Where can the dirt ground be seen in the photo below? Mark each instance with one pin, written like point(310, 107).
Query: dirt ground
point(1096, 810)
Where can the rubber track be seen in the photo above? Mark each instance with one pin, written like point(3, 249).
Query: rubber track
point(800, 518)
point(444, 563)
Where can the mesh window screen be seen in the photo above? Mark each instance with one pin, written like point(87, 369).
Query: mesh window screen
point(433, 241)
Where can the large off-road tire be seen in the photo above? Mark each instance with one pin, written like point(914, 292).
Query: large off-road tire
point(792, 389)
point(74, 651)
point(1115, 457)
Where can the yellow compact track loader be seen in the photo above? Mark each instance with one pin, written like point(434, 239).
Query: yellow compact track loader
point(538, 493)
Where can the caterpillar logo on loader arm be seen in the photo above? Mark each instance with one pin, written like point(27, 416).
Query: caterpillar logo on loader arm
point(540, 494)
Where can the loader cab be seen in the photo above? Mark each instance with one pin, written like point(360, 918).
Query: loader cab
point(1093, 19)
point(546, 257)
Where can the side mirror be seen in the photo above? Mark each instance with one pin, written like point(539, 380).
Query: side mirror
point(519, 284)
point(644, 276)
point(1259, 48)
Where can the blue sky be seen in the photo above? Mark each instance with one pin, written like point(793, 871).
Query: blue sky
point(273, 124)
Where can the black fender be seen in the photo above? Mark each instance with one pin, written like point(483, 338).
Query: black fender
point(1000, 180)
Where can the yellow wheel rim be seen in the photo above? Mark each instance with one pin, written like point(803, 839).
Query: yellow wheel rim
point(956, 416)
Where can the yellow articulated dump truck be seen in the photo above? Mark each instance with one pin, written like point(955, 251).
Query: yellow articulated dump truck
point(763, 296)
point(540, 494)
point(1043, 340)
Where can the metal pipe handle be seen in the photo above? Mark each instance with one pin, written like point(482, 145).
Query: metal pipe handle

What is needed:
Each line containing the word "above" must be pulled from the listing and copied.

Exercise response:
Where can the rubber track be seen in the photo above? Mark each instance with one pin, written like point(3, 249).
Where can the mesh window screen be seen in the photo above? Mark each instance with one pin, written like point(87, 369).
Where can the large off-road tire be seen in the photo above? Mark each instance with one pin, written like point(914, 292).
Where can the yellow compact track loader be seen in the photo above? Mark each instance with one pin, written like point(434, 239).
Where can the caterpillar logo on loader arm be seen in the photo above? Mark each instance with one pin, written like point(27, 416).
Where can the loader cab be seen in the photo above? Mark each instance with one pin, written like point(360, 918).
Where can the side mirror be seen in the photo above? Mark each instance with one pin, written like point(539, 380).
Where can the blue sky be seen in the photo above? Mark each instance with one pin, written like point(793, 871).
Where can the black fender be seen in the photo above? Mark each instance with one pin, written like point(483, 338).
Where can the yellow wheel rim be seen in the photo above? Mark each instance with one pin, written like point(803, 839).
Where can the yellow articulated dump truck be seen in the photo above? Mark each instance with one pin, written like point(955, 251).
Where can the metal pipe handle be seen in the photo above? Mark each instance with one pin, written like point(482, 145).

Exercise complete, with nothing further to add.